--- start ---
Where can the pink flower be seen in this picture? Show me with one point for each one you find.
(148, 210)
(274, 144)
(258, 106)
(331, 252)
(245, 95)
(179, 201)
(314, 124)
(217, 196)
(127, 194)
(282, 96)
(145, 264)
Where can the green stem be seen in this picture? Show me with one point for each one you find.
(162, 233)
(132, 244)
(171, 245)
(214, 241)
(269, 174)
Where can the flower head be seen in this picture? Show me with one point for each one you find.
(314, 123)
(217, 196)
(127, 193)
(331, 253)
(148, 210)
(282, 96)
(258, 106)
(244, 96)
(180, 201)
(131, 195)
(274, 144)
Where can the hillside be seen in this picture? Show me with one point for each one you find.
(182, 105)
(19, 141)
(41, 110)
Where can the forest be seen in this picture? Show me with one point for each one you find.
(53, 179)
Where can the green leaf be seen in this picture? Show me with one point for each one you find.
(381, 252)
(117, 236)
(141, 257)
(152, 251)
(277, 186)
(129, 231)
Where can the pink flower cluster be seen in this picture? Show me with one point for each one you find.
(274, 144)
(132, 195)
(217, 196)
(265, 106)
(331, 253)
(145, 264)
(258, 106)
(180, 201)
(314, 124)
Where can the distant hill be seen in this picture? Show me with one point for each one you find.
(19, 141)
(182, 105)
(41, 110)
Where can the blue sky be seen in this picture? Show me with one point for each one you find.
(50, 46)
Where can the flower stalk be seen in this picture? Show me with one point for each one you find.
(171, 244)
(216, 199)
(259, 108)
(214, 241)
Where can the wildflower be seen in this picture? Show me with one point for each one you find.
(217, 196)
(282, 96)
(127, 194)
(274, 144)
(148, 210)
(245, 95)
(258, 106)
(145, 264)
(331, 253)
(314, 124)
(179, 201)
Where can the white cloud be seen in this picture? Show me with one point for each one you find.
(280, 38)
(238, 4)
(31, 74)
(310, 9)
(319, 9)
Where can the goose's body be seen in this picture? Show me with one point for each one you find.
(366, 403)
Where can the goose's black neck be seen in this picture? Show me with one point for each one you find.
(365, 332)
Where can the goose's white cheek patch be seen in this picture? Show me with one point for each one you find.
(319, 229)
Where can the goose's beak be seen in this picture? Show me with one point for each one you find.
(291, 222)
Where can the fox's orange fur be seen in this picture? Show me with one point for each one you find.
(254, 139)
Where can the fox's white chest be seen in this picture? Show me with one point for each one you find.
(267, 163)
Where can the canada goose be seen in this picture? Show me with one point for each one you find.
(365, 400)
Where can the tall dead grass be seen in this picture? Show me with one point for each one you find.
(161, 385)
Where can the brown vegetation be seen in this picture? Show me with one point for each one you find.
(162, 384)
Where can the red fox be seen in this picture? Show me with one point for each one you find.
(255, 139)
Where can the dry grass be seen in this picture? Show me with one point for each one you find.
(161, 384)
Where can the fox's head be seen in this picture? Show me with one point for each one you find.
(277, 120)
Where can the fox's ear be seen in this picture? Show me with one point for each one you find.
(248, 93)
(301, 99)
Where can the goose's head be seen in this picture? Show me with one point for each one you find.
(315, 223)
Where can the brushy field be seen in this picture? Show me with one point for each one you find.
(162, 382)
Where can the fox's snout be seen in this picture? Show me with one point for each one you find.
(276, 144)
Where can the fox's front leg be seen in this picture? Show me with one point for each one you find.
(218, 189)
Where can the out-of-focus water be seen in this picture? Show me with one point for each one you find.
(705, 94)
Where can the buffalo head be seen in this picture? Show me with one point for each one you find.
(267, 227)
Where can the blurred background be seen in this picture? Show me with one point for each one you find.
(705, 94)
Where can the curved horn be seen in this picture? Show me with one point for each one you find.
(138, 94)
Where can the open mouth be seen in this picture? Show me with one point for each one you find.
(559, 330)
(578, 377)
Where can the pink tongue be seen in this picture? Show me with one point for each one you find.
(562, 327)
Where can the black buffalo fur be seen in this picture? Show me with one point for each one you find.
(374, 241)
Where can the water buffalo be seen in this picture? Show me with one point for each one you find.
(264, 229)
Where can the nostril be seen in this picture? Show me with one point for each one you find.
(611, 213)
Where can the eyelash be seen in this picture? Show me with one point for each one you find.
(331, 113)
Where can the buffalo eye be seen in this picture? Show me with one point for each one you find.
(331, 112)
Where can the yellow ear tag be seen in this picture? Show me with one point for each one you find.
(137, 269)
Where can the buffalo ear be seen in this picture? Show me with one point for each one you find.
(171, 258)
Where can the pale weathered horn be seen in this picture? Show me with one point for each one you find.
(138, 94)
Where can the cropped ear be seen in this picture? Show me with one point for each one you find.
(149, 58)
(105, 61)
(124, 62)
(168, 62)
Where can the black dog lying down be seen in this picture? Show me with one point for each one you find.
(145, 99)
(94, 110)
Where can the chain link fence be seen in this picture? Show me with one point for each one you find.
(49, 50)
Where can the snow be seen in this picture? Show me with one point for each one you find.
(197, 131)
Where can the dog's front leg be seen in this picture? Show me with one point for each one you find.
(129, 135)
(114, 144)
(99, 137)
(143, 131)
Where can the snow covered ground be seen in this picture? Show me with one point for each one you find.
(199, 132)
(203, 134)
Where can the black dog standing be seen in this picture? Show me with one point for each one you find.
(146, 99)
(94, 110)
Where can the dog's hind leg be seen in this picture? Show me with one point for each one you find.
--- end ---
• _Written instruction_
Reproduce all the data word for word.

• _Right answer_
Where can the pink flower be seen in this picture? Show me with one point for each one you find.
(148, 210)
(274, 144)
(258, 106)
(331, 252)
(245, 95)
(179, 201)
(314, 124)
(217, 196)
(127, 194)
(282, 96)
(145, 264)
Where can the green stem be seen in this picture? Show me with one point for each one you find.
(162, 233)
(132, 244)
(171, 245)
(214, 241)
(269, 174)
Where can the flower head be seen in this picture? Show me with one point for each one you find.
(314, 123)
(217, 196)
(127, 193)
(331, 253)
(148, 210)
(282, 96)
(258, 106)
(244, 96)
(180, 201)
(131, 195)
(274, 144)
Where can the hillside be seen in this picture? Show me with one point for each one you find.
(182, 105)
(19, 141)
(41, 110)
Where can the forest be seen in this picture? Show me with one point for each one you find.
(53, 179)
Where can the green leaf be seen in this picture? Show me with one point for each one you find.
(381, 252)
(117, 236)
(141, 257)
(152, 251)
(277, 186)
(129, 231)
Where can the pink flower cluster be seen in this picture? Show me with one point for each one you find.
(274, 144)
(132, 195)
(217, 196)
(265, 106)
(331, 253)
(145, 264)
(258, 106)
(180, 201)
(314, 124)
Where can the distant hill be seen in this picture? Show me with one point for each one you find.
(19, 141)
(182, 105)
(41, 110)
Where can the blue sky be seen in this picture? Show me with one point for each one you find.
(50, 46)
Where can the flower stalk be seen in this picture? Show me with one point for each one you find.
(171, 244)
(216, 199)
(259, 108)
(214, 241)
Where can the wildflower be seen in this picture? Show me with one point for each one you find.
(217, 196)
(282, 96)
(127, 194)
(274, 144)
(148, 210)
(245, 95)
(258, 106)
(145, 264)
(331, 253)
(314, 124)
(179, 201)
Where can the white cloud be seen in this picture? Show me with one point for each one you find.
(280, 38)
(238, 4)
(31, 74)
(310, 9)
(319, 9)
Where can the goose's body be seen in this picture? Show me with one point for each one you find.
(366, 403)
Where can the goose's black neck be seen in this picture? Show me with one point for each one you find.
(365, 332)
Where can the goose's white cheek patch be seen in this picture? Show me with one point for each one you find.
(319, 229)
Where can the goose's beak be seen in this picture? Show me with one point for each one you find.
(291, 222)
Where can the fox's orange fur be seen in this picture? Show me with one point for each one you find.
(254, 139)
Where can the fox's white chest be seen in this picture? Show me with one point for each one you find.
(267, 163)
Where can the canada goose be seen in this picture? Show me with one point for each one you find.
(365, 400)
Where can the tall dead grass be seen in this picture? Show me with one point for each one you find.
(161, 385)
Where can the brown vegetation be seen in this picture? Show me with one point for each one you find.
(162, 384)
Where can the red fox be seen in this picture? Show me with one point for each one you find.
(255, 139)
Where can the dry grass be seen in this picture? Show me with one point for each one you find.
(161, 384)
Where can the fox's head be seen in this picture? Show me with one point for each one you find.
(277, 120)
Where can the fox's ear be seen in this picture? Show me with one point for each one you find.
(248, 93)
(301, 99)
Where can the goose's head be seen in this picture? Show me with one point for each one you find.
(315, 223)
Where can the brushy field be seen in this picture? Show me with one point for each one you find.
(162, 382)
Where can the fox's snout be seen in this picture? Show me with one point for each one you find.
(276, 144)
Where can the fox's front leg be seen in this picture? Show me with one point for each one you find.
(218, 189)
Where can the out-of-focus water be seen in this picture? Show me with one point for each one you find.
(705, 94)
Where can the buffalo head be seen in this picture? Show me with one point for each one you find.
(267, 227)
Where can the blurred background be seen in this picture? Show me with one point for each one you find.
(705, 94)
Where can the curved horn be seen in this picture? Show me with one point for each one you find.
(138, 94)
Where can the open mouth be seen in this picture? Show me with one point for each one you find.
(559, 330)
(578, 377)
Where can the pink tongue be seen in this picture? Show me with one point for each one you find.
(562, 327)
Where can the black buffalo fur be seen in this picture? Show me with one point for each one you find.
(374, 241)
Where can the water buffalo be seen in this picture? Show me with one point for each one you find.
(264, 229)
Where can the nostril be seen in this picture? Show me with one point for each one you find.
(611, 213)
Where can the eyelash be seen in this picture? Show me with one point for each one you find.
(331, 113)
Where can the buffalo eye be seen in this picture? Show me with one point for each one you find.
(331, 112)
Where can the yellow ear tag be seen in this picture? Show me with one point for each one you find.
(137, 269)
Where can the buffalo ear be seen in this picture? Show me with one point for each one you find.
(171, 258)
Where can the pale weathered horn be seen in this picture? Show me with one point for each one you find.
(138, 94)
Where can the cropped ear be seen in this picture? Show me with one point for each one you find.
(149, 58)
(105, 61)
(124, 62)
(168, 62)
Where can the black dog lying down be seen in this picture? Show me with one point for each one you find.
(145, 99)
(94, 110)
Where can the chain link fence be seen in this picture? Show me with one point for each one you find.
(49, 50)
Where can the snow be seen in this picture? Show me with one point for each one you find.
(197, 131)
Where can the dog's front leg be seen in this picture? Show me with one point for each one you find.
(129, 135)
(114, 144)
(99, 137)
(143, 131)
Where can the snow covered ground be seen in this picture? Show me with one point for each one you find.
(199, 132)
(203, 134)
Where can the black dog standing be seen in this picture? Show me with one point for each one you find.
(146, 99)
(94, 110)
Where can the dog's hind leg be seen in this picture? Show me with one point for each one you find.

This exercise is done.